**STATED EXERCISE:**
Copy every item below word for word, keeping each line as it stands.

**RECORDED INFORMATION:**

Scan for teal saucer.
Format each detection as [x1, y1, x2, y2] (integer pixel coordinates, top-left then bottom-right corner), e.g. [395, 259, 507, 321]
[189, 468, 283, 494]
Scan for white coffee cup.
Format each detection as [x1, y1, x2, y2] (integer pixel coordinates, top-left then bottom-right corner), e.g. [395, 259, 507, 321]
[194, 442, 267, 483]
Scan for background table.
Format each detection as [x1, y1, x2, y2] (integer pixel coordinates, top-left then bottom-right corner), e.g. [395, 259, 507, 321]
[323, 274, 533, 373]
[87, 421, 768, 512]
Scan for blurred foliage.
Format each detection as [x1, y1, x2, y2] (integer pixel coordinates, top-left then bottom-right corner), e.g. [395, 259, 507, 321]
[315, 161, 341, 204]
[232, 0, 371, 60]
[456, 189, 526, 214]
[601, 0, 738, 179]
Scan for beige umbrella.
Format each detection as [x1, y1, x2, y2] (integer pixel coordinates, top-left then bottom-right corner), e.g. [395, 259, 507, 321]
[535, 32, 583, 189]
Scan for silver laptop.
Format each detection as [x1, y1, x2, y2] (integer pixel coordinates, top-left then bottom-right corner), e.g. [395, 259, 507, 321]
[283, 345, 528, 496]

**RESPONSE TO THE EXERCISE:**
Scan for teal saucer.
Format each detection as [x1, y1, x2, y2] (integer pixel coordinates, top-left then bottom-right corner), e.g. [395, 259, 507, 321]
[189, 468, 283, 494]
Scan for white coffee cup.
Format each detection as [x1, y1, x2, y2] (integer pixel coordinates, top-left then bottom-right corner), e.g. [395, 259, 507, 321]
[194, 442, 267, 483]
Scan for background table.
Format each detection as [x1, y1, x2, y2] (integer pixel coordinates, top-left then bottom-right corner), e.g. [395, 259, 507, 321]
[323, 274, 533, 373]
[87, 421, 768, 512]
Scan for blurred foliage.
Format each detection as [x1, y1, x2, y2] (integer pixel coordinates, top-left then bottom-right corner), e.g. [395, 259, 507, 321]
[315, 161, 341, 204]
[232, 0, 371, 60]
[456, 189, 526, 214]
[601, 0, 738, 179]
Scan for beige umbrella.
Format each detection as [x1, y1, x2, y2] (integer pixel coordinates, top-left then bottom-right corner), e.g. [395, 259, 507, 321]
[535, 32, 583, 189]
Scan for silver laptop.
Format each detection as [x1, y1, x2, y2] (integer pixel coordinates, top-left then bottom-right corner), e.g. [395, 259, 507, 321]
[283, 345, 528, 496]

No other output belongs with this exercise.